**Exercise requirements**:
Reproduce every one of the entries below verbatim, line for line.

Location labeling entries
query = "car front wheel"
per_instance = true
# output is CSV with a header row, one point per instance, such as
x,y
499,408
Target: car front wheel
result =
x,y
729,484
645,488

**In response**:
query = "car front wheel"
per_instance = true
# output is CSV with a header row, one point per instance, such as
x,y
499,408
Target: car front wheel
result =
x,y
729,484
645,488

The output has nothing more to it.